EXTRACT TO READ -
>> BEGIN

Seriously...think outside your little world. HR folks are people who get to be
a God for a moment and choose who they want their boss to interview.

HR practices to schedule an interview was based on how many "key words"
appeared in your resume....count the words and if there are enough move them
to the interview.

Seriously...HR folks may be the receptionist at the front desk, the mail boy
who got the resume, an intern who wants the job someone is applying for....HR
folks are PEOPLE...think about this folks!

------
maeon3
As evidence that these facebook-reference checks are actually occurring, Here
is an example of a recruiter friending me during an interview process:

Elizabeth Nuzzo, Senior IT Recruiter @ Professional Alternative Inc. Studied
at University of Connecticut, Lives in Boston MA Born on May 23, 1982

It feels wrong for the hive mind to discuss Elizabeth Nuzzo's behavior against
her will. But hey, it's a two edged sword.

It is a bit jarring for everyone on the internet be able to expose you and
your innermost personal preferences, what you do, and how you work, why, and
evaluate you based on this against your will. I figure it is inevitable that
privacy becomes a thing of the past, we might as well embrace it and remember
that what you do online is as important as how you present yourself during an
interview.

You are never off-stage, your entire life is an interview. Sleep with one eye
open.

>> END

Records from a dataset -
>> BEGIN

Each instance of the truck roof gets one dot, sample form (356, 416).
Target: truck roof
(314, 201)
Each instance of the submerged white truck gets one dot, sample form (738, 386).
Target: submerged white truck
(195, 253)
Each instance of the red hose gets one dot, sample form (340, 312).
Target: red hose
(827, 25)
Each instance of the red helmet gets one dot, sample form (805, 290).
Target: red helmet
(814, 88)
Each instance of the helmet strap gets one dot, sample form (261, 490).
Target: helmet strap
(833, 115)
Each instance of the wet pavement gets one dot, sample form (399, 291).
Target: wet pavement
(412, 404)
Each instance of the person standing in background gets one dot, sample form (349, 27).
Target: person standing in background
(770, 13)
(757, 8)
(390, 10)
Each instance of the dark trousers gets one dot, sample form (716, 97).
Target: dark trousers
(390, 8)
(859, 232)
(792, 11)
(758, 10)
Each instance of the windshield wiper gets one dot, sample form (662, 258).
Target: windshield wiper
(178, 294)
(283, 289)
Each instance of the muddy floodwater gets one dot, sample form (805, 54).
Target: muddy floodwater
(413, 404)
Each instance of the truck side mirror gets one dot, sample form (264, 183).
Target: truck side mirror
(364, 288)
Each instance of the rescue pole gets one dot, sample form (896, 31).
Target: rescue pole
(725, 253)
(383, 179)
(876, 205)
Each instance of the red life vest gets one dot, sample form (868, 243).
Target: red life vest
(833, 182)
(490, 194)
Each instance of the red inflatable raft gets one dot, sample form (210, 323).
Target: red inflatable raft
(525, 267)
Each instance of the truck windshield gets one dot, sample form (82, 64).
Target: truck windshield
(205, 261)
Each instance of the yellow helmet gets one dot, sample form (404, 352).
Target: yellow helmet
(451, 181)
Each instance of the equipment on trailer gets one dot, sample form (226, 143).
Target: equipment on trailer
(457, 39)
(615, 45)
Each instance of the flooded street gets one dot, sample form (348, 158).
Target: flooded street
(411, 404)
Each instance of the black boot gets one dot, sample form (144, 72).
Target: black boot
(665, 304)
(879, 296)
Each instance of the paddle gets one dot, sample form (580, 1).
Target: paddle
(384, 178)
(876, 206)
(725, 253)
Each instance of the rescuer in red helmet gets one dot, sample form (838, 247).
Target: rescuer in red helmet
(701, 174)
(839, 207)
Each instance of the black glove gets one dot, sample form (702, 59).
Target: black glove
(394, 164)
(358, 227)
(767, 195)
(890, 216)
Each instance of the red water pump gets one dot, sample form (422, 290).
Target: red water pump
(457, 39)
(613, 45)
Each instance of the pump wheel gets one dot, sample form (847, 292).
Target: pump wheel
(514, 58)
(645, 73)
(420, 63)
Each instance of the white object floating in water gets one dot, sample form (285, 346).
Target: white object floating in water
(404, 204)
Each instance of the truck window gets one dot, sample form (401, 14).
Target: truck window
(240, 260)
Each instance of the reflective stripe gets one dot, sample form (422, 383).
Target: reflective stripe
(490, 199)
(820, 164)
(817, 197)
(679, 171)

>> END
>> BEGIN

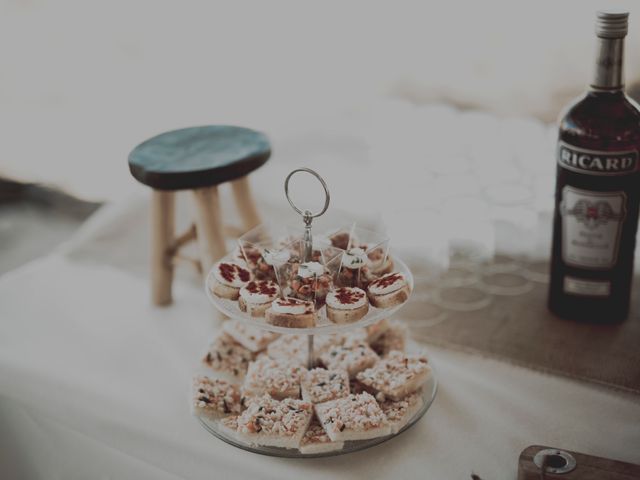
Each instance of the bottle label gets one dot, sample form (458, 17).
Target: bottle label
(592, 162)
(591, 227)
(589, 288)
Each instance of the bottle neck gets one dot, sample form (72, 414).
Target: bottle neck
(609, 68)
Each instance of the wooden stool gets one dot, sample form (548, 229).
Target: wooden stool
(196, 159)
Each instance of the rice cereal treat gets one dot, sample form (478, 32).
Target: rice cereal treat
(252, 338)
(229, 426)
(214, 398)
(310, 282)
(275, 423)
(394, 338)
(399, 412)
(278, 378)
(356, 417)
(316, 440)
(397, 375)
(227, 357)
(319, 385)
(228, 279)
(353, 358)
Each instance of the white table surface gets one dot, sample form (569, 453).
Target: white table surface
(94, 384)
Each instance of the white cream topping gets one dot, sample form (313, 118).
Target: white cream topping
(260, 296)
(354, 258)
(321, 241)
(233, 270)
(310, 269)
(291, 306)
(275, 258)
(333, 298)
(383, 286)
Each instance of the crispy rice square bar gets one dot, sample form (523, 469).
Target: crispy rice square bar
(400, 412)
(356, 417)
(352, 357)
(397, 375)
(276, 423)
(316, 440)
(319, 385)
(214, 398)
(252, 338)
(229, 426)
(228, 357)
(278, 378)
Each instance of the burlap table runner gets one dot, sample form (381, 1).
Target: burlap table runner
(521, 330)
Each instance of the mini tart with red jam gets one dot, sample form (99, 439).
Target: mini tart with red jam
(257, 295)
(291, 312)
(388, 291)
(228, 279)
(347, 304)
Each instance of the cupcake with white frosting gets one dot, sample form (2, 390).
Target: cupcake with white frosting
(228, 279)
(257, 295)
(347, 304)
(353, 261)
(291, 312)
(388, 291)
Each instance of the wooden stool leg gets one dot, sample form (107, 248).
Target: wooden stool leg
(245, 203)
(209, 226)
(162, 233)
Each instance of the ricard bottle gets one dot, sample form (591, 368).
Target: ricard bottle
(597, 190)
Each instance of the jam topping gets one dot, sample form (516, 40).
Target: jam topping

>> END

CHALLENGES -
(a) Answer these about the thread on HR and interviews:
(i) What did the HR practice for scheduling an interview depend on?
(ii) Which three people does it say HR folks may be?
(iii) What does it say your entire life is?
(b) Please reproduce the passage of the thread on HR and interviews that begins at the words "Seriously...think outside your" and stops after "to the interview.".
(c) Shorten the paragraph of the thread on HR and interviews that opens with "It is a bit jarring," keeping its main points.

SOLVED TASKS -
(a)
(i) How many "key words" appeared in the resume.
(ii) The receptionist at the front desk, the mail boy who got the resume, and an intern who wants the job someone is applying for.
(iii) An interview.

(b)
Seriously...think outside your little world. HR folks are people who get to be
a God for a moment and choose who they want their boss to interview.

HR practices to schedule an interview was based on how many "key words"
appeared in your resume....count the words and if there are enough move them
to the interview.

(c) Anyone on the internet can expose you and judge you against your will on your personal preferences, what you do, how you work and why. The writer thinks losing privacy is inevitable, so it is best to accept it and remember that online behavior matters as much as how you present yourself in an interview.